* _Material for the task_
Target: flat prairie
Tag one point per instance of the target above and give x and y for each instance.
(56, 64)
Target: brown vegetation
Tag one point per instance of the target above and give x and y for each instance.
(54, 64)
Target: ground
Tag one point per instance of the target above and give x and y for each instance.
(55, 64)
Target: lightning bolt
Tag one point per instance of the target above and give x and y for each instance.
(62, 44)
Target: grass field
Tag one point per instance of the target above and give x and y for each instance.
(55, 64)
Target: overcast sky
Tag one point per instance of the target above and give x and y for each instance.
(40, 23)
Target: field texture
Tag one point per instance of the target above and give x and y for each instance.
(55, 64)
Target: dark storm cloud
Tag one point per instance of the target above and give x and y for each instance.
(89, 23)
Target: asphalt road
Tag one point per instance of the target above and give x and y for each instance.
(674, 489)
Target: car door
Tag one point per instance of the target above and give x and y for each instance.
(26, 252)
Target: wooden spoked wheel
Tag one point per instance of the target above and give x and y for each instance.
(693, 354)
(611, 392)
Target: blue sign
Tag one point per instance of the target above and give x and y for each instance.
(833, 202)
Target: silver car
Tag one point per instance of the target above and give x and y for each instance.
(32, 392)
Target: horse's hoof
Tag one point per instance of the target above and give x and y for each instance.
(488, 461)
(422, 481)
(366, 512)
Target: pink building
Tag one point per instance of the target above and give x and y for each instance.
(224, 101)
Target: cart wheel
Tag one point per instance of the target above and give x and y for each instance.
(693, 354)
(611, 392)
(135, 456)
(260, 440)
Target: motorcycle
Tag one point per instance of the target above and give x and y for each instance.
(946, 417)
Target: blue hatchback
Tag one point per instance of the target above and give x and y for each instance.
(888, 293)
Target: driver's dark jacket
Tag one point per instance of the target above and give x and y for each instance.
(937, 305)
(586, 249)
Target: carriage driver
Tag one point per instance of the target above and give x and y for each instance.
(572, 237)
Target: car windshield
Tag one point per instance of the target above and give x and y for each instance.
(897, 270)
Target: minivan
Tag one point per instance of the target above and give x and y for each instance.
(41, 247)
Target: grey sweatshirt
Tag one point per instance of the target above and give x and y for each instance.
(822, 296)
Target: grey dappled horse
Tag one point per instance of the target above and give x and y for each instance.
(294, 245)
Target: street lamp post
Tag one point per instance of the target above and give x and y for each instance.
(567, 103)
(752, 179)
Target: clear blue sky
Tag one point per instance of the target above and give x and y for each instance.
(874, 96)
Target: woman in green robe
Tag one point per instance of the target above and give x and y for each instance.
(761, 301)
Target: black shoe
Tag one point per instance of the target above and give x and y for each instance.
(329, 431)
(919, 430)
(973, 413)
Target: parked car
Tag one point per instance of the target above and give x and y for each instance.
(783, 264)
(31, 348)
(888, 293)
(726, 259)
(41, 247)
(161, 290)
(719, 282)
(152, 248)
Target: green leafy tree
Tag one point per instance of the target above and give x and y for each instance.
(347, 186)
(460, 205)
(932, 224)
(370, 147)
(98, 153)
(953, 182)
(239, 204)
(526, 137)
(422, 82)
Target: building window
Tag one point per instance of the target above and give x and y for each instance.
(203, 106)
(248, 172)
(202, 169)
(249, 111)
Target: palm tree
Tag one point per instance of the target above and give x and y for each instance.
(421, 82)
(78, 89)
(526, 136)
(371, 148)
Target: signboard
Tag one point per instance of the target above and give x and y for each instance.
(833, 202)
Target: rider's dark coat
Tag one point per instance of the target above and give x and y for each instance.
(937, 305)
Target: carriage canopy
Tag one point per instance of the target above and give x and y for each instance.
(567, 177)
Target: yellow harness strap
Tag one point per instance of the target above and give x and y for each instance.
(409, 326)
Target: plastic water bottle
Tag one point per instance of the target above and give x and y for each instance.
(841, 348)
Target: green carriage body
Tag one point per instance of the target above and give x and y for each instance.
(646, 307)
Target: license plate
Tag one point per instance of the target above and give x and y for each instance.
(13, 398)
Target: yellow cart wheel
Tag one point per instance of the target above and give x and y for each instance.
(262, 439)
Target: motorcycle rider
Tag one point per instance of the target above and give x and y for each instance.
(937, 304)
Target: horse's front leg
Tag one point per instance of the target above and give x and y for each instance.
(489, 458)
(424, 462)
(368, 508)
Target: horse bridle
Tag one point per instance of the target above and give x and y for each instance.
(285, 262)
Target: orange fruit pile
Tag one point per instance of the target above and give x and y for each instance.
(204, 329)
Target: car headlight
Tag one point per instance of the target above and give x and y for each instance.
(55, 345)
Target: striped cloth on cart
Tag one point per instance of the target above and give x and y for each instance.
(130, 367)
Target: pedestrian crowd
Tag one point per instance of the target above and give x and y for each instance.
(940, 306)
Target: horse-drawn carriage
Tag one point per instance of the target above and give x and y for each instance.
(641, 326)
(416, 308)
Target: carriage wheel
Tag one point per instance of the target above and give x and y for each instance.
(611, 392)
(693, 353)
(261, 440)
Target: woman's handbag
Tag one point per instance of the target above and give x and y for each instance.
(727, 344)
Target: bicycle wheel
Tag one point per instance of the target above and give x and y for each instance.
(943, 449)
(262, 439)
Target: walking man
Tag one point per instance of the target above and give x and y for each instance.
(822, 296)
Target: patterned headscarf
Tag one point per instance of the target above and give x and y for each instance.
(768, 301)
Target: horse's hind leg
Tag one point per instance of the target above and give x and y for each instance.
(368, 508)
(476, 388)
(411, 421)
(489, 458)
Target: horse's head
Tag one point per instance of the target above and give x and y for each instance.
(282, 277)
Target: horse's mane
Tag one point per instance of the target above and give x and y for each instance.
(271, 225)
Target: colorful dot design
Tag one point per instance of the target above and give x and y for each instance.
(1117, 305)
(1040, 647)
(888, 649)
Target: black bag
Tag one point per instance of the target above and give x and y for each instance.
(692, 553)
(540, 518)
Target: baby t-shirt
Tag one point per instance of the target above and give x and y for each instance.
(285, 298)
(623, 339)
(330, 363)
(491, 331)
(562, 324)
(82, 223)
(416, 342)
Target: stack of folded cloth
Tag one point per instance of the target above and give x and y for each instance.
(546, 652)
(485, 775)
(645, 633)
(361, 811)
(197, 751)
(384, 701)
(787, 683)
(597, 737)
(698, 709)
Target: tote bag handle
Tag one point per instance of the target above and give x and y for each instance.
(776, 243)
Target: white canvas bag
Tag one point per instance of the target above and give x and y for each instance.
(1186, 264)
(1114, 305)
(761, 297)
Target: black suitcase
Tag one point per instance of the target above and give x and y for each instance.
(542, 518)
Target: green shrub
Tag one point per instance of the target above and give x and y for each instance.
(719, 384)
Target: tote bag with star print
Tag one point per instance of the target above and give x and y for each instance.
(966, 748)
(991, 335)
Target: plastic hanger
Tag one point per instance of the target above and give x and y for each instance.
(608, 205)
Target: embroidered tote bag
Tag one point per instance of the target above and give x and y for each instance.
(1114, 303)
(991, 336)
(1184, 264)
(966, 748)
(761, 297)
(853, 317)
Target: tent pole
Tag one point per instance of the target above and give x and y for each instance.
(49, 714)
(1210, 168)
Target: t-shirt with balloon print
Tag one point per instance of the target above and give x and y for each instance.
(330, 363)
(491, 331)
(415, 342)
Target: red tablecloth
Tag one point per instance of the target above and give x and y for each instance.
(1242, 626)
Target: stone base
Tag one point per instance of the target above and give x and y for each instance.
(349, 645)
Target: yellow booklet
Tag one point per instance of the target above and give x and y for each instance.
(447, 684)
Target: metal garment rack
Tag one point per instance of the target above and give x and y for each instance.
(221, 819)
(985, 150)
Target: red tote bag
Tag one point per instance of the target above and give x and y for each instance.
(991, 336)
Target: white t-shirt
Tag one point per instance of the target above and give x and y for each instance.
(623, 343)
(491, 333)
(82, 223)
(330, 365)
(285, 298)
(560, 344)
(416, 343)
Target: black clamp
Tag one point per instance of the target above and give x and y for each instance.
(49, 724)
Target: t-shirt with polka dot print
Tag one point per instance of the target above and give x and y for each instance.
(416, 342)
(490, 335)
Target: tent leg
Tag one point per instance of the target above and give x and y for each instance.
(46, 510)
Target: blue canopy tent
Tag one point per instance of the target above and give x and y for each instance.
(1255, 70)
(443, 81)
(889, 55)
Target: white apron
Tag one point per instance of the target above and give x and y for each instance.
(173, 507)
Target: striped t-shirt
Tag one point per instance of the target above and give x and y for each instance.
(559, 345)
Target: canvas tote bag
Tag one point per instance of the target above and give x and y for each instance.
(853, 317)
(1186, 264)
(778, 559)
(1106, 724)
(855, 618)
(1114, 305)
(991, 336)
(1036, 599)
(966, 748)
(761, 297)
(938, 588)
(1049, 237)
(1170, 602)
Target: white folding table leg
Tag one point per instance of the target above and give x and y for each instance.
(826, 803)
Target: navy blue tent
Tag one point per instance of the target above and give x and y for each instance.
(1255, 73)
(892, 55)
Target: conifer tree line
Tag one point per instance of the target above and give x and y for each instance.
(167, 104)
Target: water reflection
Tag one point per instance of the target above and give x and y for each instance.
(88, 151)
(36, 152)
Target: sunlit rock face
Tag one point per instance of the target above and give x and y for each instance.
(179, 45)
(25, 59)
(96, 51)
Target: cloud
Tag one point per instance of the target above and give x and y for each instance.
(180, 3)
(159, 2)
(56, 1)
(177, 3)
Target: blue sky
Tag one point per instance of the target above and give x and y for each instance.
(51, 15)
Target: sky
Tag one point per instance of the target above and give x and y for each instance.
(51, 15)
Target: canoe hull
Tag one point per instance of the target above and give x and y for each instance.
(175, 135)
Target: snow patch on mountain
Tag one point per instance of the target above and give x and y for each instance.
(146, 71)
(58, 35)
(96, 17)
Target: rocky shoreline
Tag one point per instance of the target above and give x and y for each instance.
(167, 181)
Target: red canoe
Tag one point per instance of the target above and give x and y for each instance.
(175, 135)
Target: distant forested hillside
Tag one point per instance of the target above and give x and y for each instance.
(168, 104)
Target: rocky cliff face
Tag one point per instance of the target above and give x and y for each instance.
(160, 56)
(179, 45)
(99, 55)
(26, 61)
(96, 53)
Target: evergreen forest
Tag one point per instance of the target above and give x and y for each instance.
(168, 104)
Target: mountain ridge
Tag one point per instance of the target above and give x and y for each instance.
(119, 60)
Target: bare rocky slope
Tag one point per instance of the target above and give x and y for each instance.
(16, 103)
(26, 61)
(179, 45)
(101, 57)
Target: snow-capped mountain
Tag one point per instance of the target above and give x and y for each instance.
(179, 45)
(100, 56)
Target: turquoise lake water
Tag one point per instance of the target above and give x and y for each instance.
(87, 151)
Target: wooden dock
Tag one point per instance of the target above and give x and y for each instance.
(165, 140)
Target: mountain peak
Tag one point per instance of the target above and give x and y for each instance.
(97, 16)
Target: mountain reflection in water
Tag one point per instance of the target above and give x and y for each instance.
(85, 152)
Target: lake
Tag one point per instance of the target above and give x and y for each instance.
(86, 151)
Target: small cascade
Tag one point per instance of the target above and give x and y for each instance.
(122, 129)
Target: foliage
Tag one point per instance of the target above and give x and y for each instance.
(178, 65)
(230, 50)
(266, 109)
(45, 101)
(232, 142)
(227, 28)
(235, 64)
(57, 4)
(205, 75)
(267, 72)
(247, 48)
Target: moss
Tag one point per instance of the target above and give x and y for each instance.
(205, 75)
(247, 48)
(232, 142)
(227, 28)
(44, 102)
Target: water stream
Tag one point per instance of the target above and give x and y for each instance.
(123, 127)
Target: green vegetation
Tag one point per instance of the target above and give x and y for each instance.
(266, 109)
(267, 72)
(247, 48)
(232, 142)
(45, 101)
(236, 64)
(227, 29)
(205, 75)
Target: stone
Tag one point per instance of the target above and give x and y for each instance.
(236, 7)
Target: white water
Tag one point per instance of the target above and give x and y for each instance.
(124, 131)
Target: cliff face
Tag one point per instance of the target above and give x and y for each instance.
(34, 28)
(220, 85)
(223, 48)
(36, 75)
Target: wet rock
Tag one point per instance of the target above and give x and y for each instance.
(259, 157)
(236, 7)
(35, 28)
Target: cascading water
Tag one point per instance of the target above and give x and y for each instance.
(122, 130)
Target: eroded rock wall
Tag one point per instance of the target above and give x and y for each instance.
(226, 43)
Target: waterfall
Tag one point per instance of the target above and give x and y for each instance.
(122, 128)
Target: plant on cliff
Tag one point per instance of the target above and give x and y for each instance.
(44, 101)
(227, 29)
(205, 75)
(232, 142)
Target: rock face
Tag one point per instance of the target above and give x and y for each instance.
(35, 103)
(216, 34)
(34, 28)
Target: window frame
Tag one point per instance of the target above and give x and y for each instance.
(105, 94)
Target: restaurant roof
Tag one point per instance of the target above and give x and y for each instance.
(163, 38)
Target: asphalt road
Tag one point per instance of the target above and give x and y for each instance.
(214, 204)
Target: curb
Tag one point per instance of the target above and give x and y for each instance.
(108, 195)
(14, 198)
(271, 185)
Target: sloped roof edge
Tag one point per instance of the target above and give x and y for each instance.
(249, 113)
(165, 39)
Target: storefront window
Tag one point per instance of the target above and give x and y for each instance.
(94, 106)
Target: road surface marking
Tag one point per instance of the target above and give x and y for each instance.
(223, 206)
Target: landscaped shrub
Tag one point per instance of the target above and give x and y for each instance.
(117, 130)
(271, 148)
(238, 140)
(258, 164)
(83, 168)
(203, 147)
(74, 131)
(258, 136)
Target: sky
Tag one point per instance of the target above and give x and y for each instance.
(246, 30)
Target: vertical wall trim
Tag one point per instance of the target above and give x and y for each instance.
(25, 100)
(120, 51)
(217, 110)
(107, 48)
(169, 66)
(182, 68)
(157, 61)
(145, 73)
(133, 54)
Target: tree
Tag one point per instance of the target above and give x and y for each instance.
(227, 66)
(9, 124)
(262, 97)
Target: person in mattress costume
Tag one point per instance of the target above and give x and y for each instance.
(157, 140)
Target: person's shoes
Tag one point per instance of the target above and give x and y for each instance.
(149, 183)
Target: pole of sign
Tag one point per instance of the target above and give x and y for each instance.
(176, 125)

* _What is expected_
The line containing "Target: curb" and every line after it, through the end of the records, should be repeated exactly and alone.

* _Exercise answer_
Target: curb
Tag one point per instance of the target above and give x and y for each instance.
(108, 195)
(14, 198)
(271, 185)
Target: sloped roof edge
Tag one point per instance of the target above and give x and y for each instance.
(249, 113)
(165, 39)
Target: storefront window
Tag one point per instance of the target above and give x and y for each instance.
(94, 106)
Target: road surface marking
Tag one point per instance of the target above and give x and y for each instance.
(223, 206)
Target: landscaped shrub
Tag one point per instance of the target above and give x and y for each instance.
(117, 130)
(271, 148)
(238, 140)
(258, 164)
(83, 168)
(203, 147)
(74, 131)
(258, 136)
Target: sky
Tag one point per instance of the target above and give x and y for each instance.
(246, 30)
Target: vertical wall trim
Tag one point per instance of the target above and give x and y for each instance.
(25, 100)
(120, 51)
(217, 110)
(107, 48)
(169, 66)
(182, 68)
(157, 61)
(145, 73)
(133, 54)
Target: tree
Tag one point per instance of the target above and give x and y for each instance.
(227, 66)
(9, 124)
(262, 97)
Target: person in mattress costume
Tag one point per instance of the target above and give x and y for each instance.
(157, 140)
Target: person's shoes
Tag one point per instance of the target above and give x and y for each instance.
(149, 183)
Target: pole of sign
Tag one point per instance of the target above and give x and y for each instance.
(176, 125)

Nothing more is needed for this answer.